***** SELECTED PASSAGE *****

In some reporting code, I've decided to implement some simple markup to alleviate much of the tedium of including frequently used dynamic text in string outputs. It lets me turn something like this:

$obj->print(sprintf("Page %d - Section %d - %s", $obj->current_page, $obj->section->num, $obj->section->name, ) );

Into this (short codes shown here; they can also be spelled in full):

    $obj->print("Page ^(pg) - Section ^(sec:num) - ^(sec)");

(N.B.: I contrived this example so its purpose is immediately obvious. It still shows the expressiveness I want and bonus ability to re-use the same input string later with different results. The actual codes are extremely domain-specific.)

I've already written code for this that works, but my question is: what do you monks feel is the best syntax to allow escaping of a literal ^(foo) string? Suppose ^(foo) interpolates to 'BAR'. Here are the three options I thought of:

Option A - Backslash escapes

(Try to emulate Perl escapes, with limited success.)

*****

- [TASKS TO PERFORM]
(1) Answer these questions about the post on escaping interpolation markup above:
(a) Which short code stands for the section number in the shorter print statement?
(b) How many options for escaping a literal string does the writer say they thought of?
(c) What is the name of Option A?
(2) Write a continuation of the post on escaping interpolation markup, starting right after its final sentence about emulating Perl escapes.

***** INFORMATION PROVIDED *****

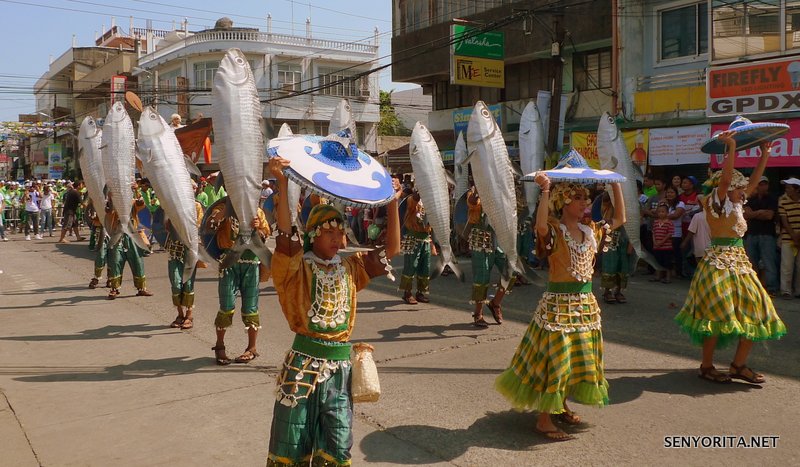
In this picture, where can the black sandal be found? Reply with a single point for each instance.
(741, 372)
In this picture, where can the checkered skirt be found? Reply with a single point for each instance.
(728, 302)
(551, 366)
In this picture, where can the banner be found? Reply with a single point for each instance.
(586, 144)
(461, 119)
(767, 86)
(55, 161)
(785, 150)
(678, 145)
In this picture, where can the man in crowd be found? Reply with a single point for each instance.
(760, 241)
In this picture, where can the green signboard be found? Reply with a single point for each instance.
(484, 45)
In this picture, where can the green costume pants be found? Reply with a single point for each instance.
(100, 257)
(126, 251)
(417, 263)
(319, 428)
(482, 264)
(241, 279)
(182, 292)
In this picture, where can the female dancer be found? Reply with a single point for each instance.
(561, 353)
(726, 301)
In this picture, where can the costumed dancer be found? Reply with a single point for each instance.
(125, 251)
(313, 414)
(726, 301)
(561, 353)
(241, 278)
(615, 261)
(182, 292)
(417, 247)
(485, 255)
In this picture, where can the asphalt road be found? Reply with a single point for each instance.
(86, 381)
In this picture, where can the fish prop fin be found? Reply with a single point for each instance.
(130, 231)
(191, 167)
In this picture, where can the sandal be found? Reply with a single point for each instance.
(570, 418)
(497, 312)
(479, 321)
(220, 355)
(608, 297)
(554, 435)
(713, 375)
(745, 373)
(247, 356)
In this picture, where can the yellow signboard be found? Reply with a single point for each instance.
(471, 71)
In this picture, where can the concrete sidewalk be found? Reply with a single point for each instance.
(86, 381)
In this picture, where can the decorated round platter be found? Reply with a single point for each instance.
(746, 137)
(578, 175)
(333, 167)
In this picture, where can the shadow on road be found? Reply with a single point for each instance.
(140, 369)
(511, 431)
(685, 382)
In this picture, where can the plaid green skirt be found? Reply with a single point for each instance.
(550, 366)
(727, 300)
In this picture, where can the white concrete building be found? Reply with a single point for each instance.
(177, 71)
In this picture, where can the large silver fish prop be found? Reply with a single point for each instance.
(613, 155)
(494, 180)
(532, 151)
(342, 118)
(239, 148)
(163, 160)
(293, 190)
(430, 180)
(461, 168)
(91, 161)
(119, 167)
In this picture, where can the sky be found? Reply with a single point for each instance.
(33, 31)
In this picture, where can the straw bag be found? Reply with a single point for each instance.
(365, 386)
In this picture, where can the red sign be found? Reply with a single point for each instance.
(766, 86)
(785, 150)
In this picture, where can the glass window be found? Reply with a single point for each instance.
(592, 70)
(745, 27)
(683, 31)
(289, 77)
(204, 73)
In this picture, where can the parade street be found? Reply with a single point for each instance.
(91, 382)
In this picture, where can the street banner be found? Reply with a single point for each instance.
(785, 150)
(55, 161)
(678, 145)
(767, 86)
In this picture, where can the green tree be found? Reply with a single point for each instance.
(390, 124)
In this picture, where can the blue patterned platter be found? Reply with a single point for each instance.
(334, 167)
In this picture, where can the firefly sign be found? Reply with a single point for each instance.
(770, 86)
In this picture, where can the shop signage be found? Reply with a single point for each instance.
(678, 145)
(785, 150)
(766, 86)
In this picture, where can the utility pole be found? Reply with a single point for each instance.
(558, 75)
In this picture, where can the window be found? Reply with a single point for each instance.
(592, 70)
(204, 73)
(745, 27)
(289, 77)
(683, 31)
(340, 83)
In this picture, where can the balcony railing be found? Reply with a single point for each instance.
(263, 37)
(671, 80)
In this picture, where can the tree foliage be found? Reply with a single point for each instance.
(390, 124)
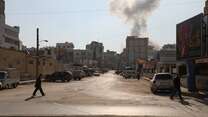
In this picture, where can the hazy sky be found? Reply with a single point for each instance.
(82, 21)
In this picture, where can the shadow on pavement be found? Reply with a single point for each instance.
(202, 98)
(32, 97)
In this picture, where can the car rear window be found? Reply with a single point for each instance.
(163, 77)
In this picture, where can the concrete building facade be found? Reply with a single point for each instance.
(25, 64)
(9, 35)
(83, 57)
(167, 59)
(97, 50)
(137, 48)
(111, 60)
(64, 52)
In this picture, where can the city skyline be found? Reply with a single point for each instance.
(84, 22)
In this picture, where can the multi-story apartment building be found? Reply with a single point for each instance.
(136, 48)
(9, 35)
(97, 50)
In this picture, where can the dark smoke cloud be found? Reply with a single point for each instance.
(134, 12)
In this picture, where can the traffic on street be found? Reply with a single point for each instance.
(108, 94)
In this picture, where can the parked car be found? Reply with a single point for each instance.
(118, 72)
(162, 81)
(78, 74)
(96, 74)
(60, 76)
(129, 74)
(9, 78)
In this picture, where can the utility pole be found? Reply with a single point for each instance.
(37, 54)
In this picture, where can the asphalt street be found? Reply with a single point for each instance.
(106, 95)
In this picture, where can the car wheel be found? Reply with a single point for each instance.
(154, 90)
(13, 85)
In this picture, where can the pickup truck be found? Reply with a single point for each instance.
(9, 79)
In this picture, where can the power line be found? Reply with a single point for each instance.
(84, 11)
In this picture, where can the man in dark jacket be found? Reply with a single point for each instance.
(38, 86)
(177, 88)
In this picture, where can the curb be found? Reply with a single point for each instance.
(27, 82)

*****
***** INFORMATION PROVIDED *****

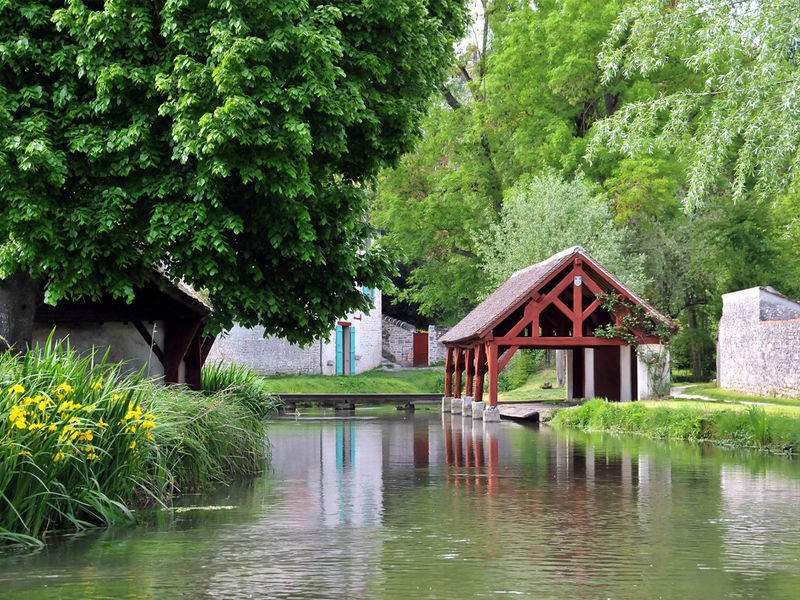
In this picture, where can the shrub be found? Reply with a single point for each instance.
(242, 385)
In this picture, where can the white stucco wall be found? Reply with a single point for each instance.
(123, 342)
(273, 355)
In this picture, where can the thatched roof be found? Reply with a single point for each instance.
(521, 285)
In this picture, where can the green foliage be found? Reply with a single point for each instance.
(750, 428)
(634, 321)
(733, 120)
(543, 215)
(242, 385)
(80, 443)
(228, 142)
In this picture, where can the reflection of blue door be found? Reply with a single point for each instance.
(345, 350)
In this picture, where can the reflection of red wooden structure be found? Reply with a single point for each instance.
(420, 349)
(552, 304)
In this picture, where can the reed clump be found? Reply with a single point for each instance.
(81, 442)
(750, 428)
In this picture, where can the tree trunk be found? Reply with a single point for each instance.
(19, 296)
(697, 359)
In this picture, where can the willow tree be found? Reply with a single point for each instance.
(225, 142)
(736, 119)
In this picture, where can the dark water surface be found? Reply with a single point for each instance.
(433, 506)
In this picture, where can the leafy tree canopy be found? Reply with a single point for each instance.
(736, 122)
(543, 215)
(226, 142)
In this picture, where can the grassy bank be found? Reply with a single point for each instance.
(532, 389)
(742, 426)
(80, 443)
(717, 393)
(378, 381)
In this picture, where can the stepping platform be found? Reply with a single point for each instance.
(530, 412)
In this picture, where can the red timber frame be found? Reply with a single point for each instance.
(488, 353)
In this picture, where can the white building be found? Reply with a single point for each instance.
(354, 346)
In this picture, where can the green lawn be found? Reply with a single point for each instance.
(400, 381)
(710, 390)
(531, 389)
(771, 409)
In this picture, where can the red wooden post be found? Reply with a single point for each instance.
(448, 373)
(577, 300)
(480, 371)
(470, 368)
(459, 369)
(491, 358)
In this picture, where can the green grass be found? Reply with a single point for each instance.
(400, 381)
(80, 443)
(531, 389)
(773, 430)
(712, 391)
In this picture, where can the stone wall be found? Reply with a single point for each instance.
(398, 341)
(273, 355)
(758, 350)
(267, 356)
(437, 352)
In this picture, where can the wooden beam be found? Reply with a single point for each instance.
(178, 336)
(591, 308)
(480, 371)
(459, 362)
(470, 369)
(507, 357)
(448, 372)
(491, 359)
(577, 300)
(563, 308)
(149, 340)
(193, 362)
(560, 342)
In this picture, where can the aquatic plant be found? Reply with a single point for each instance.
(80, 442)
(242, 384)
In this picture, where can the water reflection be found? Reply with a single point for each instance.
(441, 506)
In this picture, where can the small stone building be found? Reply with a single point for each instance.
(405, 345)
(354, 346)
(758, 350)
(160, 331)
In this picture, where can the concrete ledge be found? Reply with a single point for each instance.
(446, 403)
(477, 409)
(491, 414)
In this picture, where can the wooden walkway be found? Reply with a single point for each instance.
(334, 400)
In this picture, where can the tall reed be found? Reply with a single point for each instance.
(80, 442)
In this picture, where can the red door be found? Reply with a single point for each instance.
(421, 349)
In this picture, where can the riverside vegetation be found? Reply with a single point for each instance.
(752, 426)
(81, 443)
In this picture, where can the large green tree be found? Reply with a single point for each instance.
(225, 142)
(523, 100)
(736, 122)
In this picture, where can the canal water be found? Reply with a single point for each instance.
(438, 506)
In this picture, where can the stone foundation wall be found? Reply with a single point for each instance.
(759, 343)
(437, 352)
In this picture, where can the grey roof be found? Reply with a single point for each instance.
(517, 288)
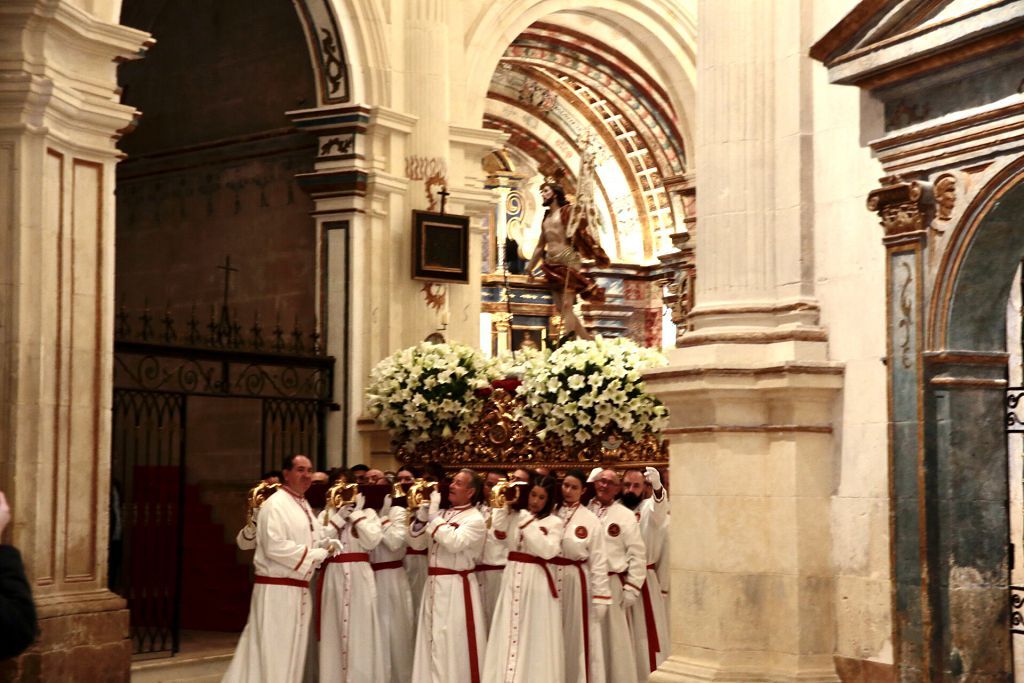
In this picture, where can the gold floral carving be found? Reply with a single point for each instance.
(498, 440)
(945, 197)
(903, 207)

*****

- [ANSWERS TO THE PROBLEMS]
(1)
(a) ^(sec:num)
(b) Three
(c) Backslash escapes

(2)
BEFORE | AFTER | COMMENT -------------+--------+---------------- '^(foo)' | BAR | Regular use '\^(foo)' | ^(foo) | Escaped ^ "\^(foo)" | BAR | Perl squashes \^ | | in double quotes '\\^(foo)' | \^(foo)| Confused with '\BAR'? "\\^(foo)" | ^(foo) | Double quotes

Option B - ^^ escapes ^

(Similar to %% in printf)

BEFORE | AFTER | COMMENT -------------+--------+---------------- '^^(foo)' | ^(foo) | ^^ = escaped ^ '^^^(foo)' | ^BAR | ^^ = ^, ^(foo) '^^^^(foo)' | ^^BAR | ^^ = ^ twice '^ ^(foo)' | ^ BAR | No need to escape | ^ unless part of | ^(foo) match.

Option C - Special ^(...) code for literal carat

(Similar to HTML escapes or Pod C<$a E<lt>=E<gt> $b>, if a bit more concise.)

BEFORE | AFTER | COMMENT -------------+--------+----------------- '^(^)(foo)' | ^(foo) | ^(^) = escaped ^ '^^(foo)' | ^BAR | ^ literal if not | part of pattern '^(^)^(foo)' | ^BAR | Explicit escape '^^(^)(foo)' | ^^BAR | Or ^(^)^(^)^(foo)

I think most would agree that each of these invite potentially frustrating syntax (at least the errors are likely to be readily apparent), but I'd like to be as obvious as possible without a large documentation burden (while still supporting this sort of interpolation, of course).

A couple of other notes:

  • All interpolation patterns match m!\^\(\w+(?::\w+)?\)!
  • For (rare) cases where untrusted input or large sections of verbatim text must be included, there's a $obj->print_literal method (which is what $obj->print actually calls once it's completed the interpolation).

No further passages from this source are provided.